§ What you should do: Please retype the listing from the line with "spot the religious painting." through the end of the listing, keeping every line identical and including both ends.

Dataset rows
# # #
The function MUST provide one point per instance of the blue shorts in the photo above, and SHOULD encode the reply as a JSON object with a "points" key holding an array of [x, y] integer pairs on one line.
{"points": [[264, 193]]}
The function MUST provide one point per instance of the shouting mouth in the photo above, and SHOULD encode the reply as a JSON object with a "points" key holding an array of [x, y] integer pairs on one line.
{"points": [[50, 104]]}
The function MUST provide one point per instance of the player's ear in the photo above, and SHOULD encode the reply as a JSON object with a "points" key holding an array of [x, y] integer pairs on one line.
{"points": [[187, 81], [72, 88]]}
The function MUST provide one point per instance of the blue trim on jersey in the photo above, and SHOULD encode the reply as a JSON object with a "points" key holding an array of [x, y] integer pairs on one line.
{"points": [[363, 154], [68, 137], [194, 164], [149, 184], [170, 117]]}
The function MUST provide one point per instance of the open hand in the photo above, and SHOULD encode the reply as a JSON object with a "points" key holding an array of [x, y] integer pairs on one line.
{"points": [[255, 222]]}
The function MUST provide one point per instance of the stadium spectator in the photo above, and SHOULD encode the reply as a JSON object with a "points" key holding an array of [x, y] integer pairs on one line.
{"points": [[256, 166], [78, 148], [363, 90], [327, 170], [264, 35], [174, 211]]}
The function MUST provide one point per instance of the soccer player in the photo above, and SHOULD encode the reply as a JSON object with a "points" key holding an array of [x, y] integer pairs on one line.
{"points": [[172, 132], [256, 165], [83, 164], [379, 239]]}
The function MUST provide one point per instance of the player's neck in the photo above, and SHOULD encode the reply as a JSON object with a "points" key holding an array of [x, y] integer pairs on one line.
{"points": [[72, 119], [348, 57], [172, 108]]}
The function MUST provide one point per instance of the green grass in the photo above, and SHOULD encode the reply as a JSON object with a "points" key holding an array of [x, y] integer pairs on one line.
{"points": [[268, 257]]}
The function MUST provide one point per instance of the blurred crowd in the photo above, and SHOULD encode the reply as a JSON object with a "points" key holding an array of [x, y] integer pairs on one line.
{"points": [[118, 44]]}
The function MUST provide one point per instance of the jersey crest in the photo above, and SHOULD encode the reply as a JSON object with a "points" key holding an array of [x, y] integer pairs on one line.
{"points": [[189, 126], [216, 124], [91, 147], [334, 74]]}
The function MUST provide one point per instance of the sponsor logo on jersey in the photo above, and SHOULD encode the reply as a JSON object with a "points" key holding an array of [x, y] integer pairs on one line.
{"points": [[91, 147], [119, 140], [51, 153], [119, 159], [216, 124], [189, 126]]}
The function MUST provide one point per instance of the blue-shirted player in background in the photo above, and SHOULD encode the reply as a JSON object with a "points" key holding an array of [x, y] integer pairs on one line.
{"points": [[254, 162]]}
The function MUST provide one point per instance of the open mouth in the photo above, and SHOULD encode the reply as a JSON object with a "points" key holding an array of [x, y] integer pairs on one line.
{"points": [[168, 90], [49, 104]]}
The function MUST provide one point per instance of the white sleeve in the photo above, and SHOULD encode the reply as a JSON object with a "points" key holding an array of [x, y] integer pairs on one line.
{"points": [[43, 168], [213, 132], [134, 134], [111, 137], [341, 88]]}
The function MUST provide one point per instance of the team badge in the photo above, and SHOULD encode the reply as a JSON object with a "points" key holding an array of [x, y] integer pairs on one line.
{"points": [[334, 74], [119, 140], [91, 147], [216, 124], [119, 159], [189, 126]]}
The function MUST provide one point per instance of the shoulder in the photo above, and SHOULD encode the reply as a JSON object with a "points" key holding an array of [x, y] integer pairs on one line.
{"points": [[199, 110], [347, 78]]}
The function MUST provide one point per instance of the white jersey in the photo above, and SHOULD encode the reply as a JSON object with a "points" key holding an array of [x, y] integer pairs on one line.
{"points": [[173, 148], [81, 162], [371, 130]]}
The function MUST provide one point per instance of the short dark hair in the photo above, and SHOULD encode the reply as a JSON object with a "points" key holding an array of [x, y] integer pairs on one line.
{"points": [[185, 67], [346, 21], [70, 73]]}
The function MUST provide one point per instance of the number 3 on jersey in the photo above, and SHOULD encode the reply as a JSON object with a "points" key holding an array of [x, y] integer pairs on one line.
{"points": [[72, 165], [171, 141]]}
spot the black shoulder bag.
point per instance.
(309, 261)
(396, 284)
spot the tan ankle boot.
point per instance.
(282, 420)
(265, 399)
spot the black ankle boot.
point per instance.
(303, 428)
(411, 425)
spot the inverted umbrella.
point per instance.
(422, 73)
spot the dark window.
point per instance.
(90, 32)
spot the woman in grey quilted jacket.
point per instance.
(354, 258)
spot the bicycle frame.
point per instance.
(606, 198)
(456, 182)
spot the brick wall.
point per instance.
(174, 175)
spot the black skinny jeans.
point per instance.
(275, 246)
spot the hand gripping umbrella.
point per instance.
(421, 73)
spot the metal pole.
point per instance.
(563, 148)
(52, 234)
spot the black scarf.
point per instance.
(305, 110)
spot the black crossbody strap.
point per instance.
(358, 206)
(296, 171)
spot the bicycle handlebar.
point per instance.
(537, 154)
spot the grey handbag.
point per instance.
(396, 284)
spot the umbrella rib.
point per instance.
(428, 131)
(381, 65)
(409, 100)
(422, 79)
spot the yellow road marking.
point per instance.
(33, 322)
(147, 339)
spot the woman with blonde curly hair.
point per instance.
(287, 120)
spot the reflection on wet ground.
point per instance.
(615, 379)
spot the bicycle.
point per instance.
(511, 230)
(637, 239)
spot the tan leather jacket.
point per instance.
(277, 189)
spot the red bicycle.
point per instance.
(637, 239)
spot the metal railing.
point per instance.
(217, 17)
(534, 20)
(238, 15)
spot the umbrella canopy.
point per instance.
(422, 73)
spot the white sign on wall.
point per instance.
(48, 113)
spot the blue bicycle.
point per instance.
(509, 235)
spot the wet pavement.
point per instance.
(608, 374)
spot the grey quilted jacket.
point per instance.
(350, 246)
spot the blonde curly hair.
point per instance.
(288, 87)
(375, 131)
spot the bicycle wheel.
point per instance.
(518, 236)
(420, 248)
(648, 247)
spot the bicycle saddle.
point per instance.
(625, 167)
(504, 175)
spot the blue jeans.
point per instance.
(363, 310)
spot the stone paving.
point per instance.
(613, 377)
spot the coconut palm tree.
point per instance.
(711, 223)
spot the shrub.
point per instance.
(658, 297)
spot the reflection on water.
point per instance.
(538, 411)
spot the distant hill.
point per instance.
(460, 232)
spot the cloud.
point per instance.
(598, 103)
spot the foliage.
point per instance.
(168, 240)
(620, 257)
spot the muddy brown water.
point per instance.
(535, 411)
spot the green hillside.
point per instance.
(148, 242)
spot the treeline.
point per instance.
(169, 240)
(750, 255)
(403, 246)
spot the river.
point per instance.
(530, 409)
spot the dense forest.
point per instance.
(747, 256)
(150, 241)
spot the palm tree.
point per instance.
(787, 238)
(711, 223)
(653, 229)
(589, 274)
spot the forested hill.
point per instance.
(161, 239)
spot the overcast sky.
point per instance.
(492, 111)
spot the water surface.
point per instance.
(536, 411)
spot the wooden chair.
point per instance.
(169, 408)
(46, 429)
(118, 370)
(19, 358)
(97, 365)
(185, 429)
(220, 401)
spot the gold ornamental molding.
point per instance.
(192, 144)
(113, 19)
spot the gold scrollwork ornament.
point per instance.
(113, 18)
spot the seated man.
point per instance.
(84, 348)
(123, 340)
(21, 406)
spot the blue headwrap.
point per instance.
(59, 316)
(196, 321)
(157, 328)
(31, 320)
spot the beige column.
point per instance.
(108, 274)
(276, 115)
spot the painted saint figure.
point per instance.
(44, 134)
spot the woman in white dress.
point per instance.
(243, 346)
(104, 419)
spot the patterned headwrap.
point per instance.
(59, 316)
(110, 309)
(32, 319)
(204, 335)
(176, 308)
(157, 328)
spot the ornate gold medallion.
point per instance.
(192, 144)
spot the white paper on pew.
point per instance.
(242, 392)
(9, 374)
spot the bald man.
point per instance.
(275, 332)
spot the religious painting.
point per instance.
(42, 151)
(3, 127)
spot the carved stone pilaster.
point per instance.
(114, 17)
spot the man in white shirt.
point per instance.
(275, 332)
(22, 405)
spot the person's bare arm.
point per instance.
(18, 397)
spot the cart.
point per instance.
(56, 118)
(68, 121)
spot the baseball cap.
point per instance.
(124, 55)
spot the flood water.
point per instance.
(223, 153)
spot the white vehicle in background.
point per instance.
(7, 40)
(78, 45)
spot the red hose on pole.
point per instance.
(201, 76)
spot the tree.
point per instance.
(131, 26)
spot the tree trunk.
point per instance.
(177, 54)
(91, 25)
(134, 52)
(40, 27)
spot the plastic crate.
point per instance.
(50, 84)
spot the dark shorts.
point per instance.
# # #
§ The answer:
spot the religious painting.
point per instance.
(42, 151)
(3, 127)
spot the carved stone pilaster.
point per instance.
(114, 17)
spot the man in white shirt.
point per instance.
(275, 332)
(22, 405)
spot the person's bare arm.
point per instance.
(18, 397)
spot the cart.
point per instance.
(56, 118)
(68, 121)
spot the baseball cap.
point per instance.
(124, 55)
spot the flood water.
point per instance.
(223, 153)
spot the white vehicle in background.
point per instance.
(7, 40)
(78, 45)
spot the red hose on pole.
point per instance.
(201, 76)
spot the tree.
point per instance.
(131, 26)
spot the tree trunk.
point per instance.
(177, 54)
(91, 25)
(134, 52)
(40, 27)
spot the plastic crate.
point per instance.
(50, 84)
spot the dark shorts.
point per instance.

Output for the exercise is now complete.